▸ TASK STATEMENT
Give every line of the data again, unchanged, but with no pictures.

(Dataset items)
Start

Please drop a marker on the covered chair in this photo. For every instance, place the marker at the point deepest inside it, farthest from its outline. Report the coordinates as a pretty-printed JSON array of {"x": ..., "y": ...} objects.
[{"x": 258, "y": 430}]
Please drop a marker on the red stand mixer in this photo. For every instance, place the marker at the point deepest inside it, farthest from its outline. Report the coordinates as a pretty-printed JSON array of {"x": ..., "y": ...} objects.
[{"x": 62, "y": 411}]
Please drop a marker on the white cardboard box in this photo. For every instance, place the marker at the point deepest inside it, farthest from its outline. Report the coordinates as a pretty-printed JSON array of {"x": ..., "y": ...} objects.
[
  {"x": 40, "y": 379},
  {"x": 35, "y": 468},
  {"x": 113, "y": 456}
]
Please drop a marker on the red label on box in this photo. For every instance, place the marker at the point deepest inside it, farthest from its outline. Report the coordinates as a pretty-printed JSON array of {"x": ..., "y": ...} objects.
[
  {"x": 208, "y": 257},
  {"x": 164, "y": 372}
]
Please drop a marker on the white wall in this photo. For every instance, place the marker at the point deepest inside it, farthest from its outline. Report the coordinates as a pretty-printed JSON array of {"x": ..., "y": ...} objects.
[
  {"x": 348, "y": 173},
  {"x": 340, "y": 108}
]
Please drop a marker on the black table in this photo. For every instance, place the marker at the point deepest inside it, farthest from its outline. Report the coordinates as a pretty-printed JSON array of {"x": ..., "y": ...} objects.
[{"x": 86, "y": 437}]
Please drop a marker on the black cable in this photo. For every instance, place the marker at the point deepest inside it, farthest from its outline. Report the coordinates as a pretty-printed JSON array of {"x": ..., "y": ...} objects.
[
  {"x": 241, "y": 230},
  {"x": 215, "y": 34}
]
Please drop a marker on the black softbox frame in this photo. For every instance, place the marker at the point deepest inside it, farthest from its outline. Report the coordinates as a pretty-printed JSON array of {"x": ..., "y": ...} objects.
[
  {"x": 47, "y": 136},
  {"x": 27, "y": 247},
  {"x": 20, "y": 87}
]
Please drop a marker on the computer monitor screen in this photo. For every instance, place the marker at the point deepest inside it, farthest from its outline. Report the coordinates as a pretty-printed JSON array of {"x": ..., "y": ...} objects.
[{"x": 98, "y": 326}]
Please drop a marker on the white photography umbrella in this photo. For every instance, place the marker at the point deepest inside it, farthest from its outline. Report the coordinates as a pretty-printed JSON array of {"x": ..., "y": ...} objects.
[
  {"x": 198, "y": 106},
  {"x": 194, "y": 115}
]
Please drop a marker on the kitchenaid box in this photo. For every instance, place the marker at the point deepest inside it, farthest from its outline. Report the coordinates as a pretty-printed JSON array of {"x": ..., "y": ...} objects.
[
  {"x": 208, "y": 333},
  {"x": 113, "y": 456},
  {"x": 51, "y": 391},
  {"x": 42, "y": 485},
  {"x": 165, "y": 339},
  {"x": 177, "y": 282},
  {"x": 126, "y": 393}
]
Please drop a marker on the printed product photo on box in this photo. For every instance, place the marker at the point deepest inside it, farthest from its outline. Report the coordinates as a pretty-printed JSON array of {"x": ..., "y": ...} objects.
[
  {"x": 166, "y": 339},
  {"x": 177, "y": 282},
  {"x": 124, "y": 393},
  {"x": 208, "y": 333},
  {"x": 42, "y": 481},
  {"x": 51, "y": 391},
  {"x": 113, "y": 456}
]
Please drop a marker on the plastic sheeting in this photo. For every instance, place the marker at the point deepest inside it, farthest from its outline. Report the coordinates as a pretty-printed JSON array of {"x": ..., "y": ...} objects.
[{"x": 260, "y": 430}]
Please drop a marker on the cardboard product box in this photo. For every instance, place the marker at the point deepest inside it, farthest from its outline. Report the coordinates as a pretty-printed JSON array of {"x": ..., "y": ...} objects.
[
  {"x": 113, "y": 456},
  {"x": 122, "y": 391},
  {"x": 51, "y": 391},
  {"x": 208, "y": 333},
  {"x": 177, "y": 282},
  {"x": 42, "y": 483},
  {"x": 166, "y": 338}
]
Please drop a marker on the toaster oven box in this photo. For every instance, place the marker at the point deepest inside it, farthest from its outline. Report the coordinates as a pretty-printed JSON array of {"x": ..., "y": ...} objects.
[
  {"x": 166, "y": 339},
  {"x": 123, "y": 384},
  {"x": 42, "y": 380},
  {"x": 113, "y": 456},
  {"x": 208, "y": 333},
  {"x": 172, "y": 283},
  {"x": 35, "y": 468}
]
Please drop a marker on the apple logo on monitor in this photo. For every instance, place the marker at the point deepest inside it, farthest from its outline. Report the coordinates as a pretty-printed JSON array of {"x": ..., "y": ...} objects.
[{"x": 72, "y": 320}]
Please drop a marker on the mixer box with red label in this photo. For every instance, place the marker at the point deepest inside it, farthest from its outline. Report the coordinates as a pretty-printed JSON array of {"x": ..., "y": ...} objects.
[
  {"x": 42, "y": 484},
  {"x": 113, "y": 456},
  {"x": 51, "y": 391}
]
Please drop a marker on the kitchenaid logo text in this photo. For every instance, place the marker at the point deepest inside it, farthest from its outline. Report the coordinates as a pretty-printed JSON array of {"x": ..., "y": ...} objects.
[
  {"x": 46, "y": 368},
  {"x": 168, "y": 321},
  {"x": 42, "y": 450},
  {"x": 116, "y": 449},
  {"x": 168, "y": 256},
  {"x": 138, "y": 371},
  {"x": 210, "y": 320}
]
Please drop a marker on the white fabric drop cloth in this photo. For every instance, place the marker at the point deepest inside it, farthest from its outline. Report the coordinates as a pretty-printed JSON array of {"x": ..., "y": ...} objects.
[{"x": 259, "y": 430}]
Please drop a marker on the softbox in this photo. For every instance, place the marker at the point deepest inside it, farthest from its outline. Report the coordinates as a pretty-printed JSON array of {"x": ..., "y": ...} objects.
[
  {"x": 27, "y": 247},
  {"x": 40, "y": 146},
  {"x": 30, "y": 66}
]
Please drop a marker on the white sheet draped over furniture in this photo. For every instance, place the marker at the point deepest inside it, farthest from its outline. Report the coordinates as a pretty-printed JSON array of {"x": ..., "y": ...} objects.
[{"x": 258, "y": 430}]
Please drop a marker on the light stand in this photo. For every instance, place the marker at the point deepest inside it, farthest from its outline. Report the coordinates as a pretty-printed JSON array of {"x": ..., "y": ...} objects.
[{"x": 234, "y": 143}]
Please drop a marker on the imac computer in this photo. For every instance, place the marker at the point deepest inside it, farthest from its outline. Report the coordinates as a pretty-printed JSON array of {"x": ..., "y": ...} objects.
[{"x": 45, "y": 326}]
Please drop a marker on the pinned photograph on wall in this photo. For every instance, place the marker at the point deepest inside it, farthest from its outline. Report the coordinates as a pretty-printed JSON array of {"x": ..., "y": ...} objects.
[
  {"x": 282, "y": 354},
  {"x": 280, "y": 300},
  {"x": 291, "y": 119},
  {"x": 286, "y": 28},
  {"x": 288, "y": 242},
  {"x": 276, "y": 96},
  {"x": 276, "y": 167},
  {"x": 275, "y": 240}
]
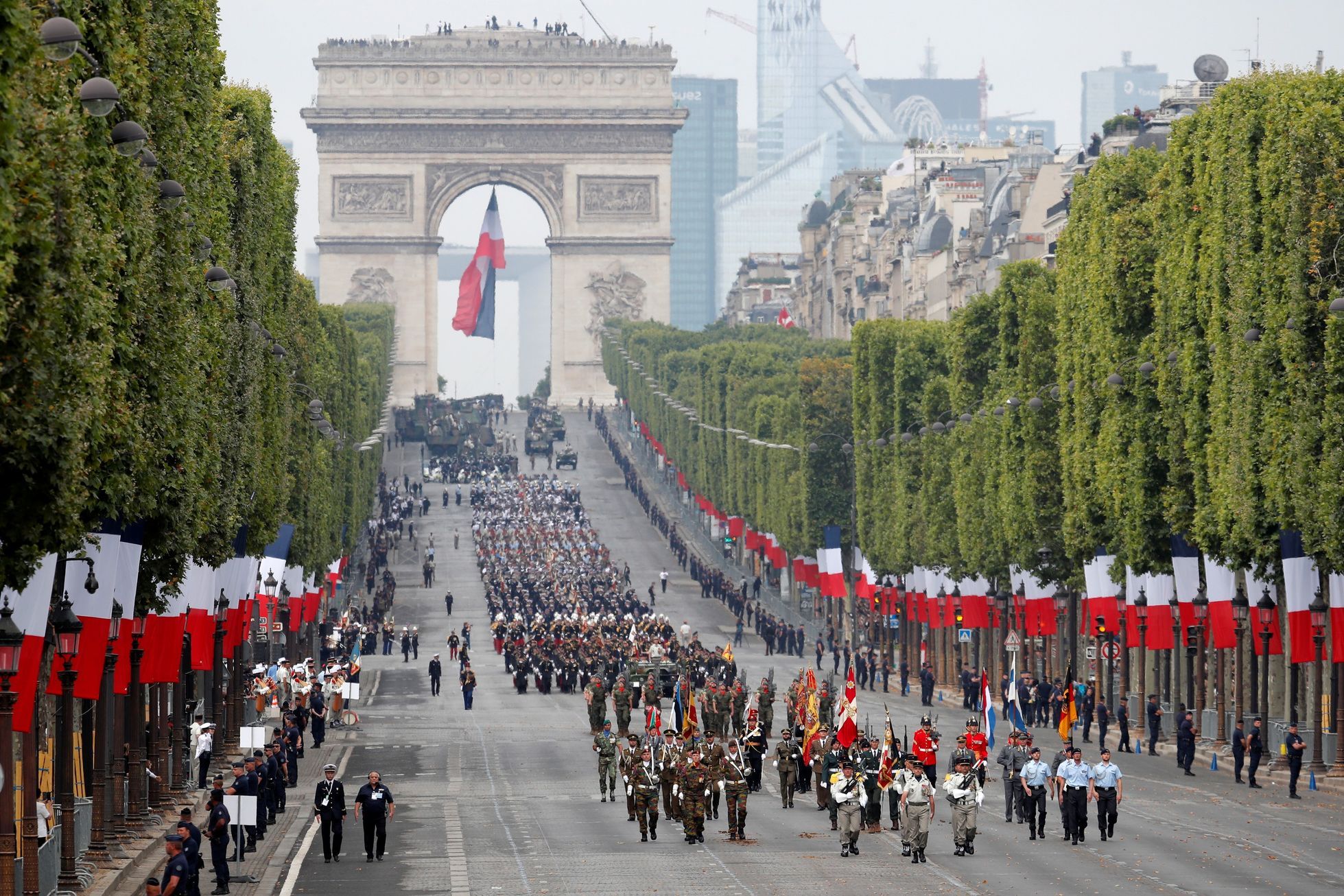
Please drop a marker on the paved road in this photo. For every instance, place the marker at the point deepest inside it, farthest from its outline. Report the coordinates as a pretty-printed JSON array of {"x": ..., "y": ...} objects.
[{"x": 504, "y": 799}]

End

▸ ANSWER TO THE PROBLEM
Please drop a marker on the covered chair in this photo. For every instance, place the marker at the point deepest inside it, farthest from its outline. Report the coordinates as a pretty-printed JSON array of {"x": ..., "y": ...} objects.
[{"x": 258, "y": 430}]
Please drop a marker on the red stand mixer in this photo. For every instance, place the marker at the point deepest inside it, farthest from its outline. Report the coordinates as a pretty-printed JSON array of {"x": ..., "y": ...} objects.
[{"x": 62, "y": 411}]
Please drop a marker on the white cardboard box in this photo. For every instance, place the marker at the point deepest inside it, farthest from its outline. Report the coordinates as a pretty-printed JSON array of {"x": ..., "y": ...} objects.
[
  {"x": 40, "y": 379},
  {"x": 35, "y": 468},
  {"x": 113, "y": 456}
]
Please drop a marker on the red label on box in this photo. For every instance, place the marker at the point deepest inside it, farthest from its outline. Report the coordinates as a pretty-printed JSON array of {"x": ..., "y": ...} objects.
[
  {"x": 208, "y": 257},
  {"x": 164, "y": 372}
]
Please drop a marker on the white wall in this photo. For every instance, place the marker at the point deepest inside it, farthest from its outline. Report the coordinates as a pretty-printed JSON array of {"x": ..., "y": ...} objects.
[
  {"x": 348, "y": 173},
  {"x": 340, "y": 108}
]
Please drop a marker on the black table in this photo. For every instance, place the marker at the point deepest inside it, farthest from its outline. Report the coordinates as a pretty-printed JSON array of {"x": ..., "y": ...} objects.
[{"x": 86, "y": 437}]
Please drop a marker on the black cable in this photo. For every instance, place the marker at the point deepest inside it, farthest from its outline. Report the coordinates as a pretty-printed JSON array of {"x": ..., "y": ...} objects.
[
  {"x": 241, "y": 230},
  {"x": 215, "y": 34}
]
Please drop a marker on the black softbox frame in this photo. For every instance, place the marker at the point deepest inside it, farthest from its outline. Report the coordinates as a pretty-printed JSON array of {"x": ..., "y": ...} objects.
[
  {"x": 47, "y": 136},
  {"x": 27, "y": 247},
  {"x": 20, "y": 87}
]
Please drop a marker on the computer monitor screen in this photo. For every instance, place the marker at the point deepest inside it, farthest from its outline. Report the coordinates as a pretty-printed JSON array of {"x": ..., "y": ...} objects.
[{"x": 98, "y": 326}]
Please drop a marker on the white photography umbrella in this photo. For every instance, place the marker at the point deepest inside it, farthest from its outline. Report the coordinates as a pretty-printed JSON array of {"x": ..., "y": ...} objects.
[
  {"x": 198, "y": 106},
  {"x": 194, "y": 115}
]
Please drop a marker on the kitchenaid box in this photo. For every instance, place the marker at the point deepest inside it, farthest from its outline. Report the coordinates as a pretty-printed JSON array of {"x": ..., "y": ...} objects.
[
  {"x": 208, "y": 333},
  {"x": 113, "y": 456},
  {"x": 51, "y": 391},
  {"x": 42, "y": 485},
  {"x": 165, "y": 339},
  {"x": 177, "y": 282},
  {"x": 126, "y": 393}
]
Please drop a marker on the printed product photo on box in this photo. For every instance, place the marker at the point deepest inside it, farthest from its outline. Report the coordinates as a pretty-printed JSON array of {"x": ..., "y": ...} objects.
[
  {"x": 166, "y": 339},
  {"x": 177, "y": 282},
  {"x": 124, "y": 393},
  {"x": 208, "y": 333},
  {"x": 42, "y": 481},
  {"x": 51, "y": 391},
  {"x": 113, "y": 456}
]
Please drop a marker on the plastic sheeting in this photo. For every instance, place the marker at the point deepest inside it, farthest from its outline. Report the coordinates as a pretty-printed JSON array of {"x": ..., "y": ...} objects.
[{"x": 260, "y": 430}]
Please drop a marker on the cardboard product box in this photo. For every instance, place the marker at the point deepest inside it, farthest from its outline. Report the coordinates as a pretty-printed JSON array of {"x": ..., "y": ...} objects.
[
  {"x": 113, "y": 456},
  {"x": 122, "y": 391},
  {"x": 51, "y": 391},
  {"x": 208, "y": 333},
  {"x": 177, "y": 282},
  {"x": 42, "y": 483},
  {"x": 166, "y": 338}
]
Please drop a marker on the toaster oven box in this photo. For every instance, place the marker at the point deepest inside it, farthest from its outline. Report the coordinates as a pretty-printed JSON array of {"x": ..., "y": ...} objects.
[
  {"x": 166, "y": 339},
  {"x": 123, "y": 384},
  {"x": 42, "y": 380},
  {"x": 113, "y": 456},
  {"x": 208, "y": 333},
  {"x": 172, "y": 283},
  {"x": 35, "y": 468}
]
Please drop a marker on the apple logo on monitor in this photo. For every instance, place the marker at the point deepest inside it, farthest from its outline. Report the coordinates as a pretty-printed JSON array of {"x": ..., "y": ...} objects.
[{"x": 72, "y": 320}]
Please drop a marker on the mixer box with red label in this photo. For every instance, place the marker at the point deepest inside it, farthest from its outline. Report the coordinates as a pretty-printed JSON array of {"x": ..., "y": ...} objects.
[
  {"x": 42, "y": 484},
  {"x": 113, "y": 456},
  {"x": 51, "y": 391}
]
Please drop a marker on the kitchenaid logo text in this photo. For every instance, place the marker at the point deepest inside it, farthest from its outline. Report the coordinates as a pretty-printed JSON array of {"x": ..., "y": ...} objects.
[
  {"x": 46, "y": 368},
  {"x": 168, "y": 321},
  {"x": 42, "y": 450},
  {"x": 116, "y": 449},
  {"x": 168, "y": 256},
  {"x": 138, "y": 371},
  {"x": 210, "y": 320}
]
Please drop a marker on the white fabric drop cloth in this photo. For every instance, place the marker at the point deepest inside it, farthest from its outline. Report the coordinates as a pretty-printed JSON array of {"x": ..., "y": ...} objects.
[{"x": 259, "y": 430}]
Please drop a marker on the softbox in this photo. For every instance, place the marker at the point deepest inside it, farthest from its outline. Report the coordinates as a pretty-printed JSON array of {"x": ..., "y": ...} objects.
[
  {"x": 27, "y": 247},
  {"x": 40, "y": 146},
  {"x": 30, "y": 66}
]
Please drop a marker on the white sheet draped over furniture in this photo. For every instance, place the marker at the point deepest inside it, farthest from its outline. Report the coordinates as a pretty-printed JSON array of {"x": ..., "y": ...} objects.
[{"x": 258, "y": 430}]
Please drop a marker on the light stand in this photo. For every instance, place the marker at the point deepest inside it, farthest from its outline. Report the coordinates as a pretty-printed JSON array of {"x": ..., "y": ...} objects.
[{"x": 234, "y": 143}]
Please drop a marker on the imac computer in this photo. For every instance, place the marker at the point deepest inside it, farthest from its outline. Report the coordinates as a pretty-printed JSON array of {"x": ..., "y": ...} objects.
[{"x": 45, "y": 326}]
Please drop a marker on the pinned photograph on wall in this photo. For every instance, place the marker at the point deepest inside it, farthest from its outline. Report the coordinates as a pretty-printed JSON array of {"x": ..., "y": ...} objects.
[
  {"x": 282, "y": 354},
  {"x": 280, "y": 300},
  {"x": 291, "y": 119},
  {"x": 286, "y": 28},
  {"x": 288, "y": 242},
  {"x": 276, "y": 96},
  {"x": 276, "y": 167},
  {"x": 275, "y": 240}
]
Please drop a marker on the paved road in this photo. For every instance, place the marker at the point deepest inside it, farthest from its outline. Report the coordinates as a pretty-printed JSON array of {"x": ..., "y": ...} objects.
[{"x": 504, "y": 799}]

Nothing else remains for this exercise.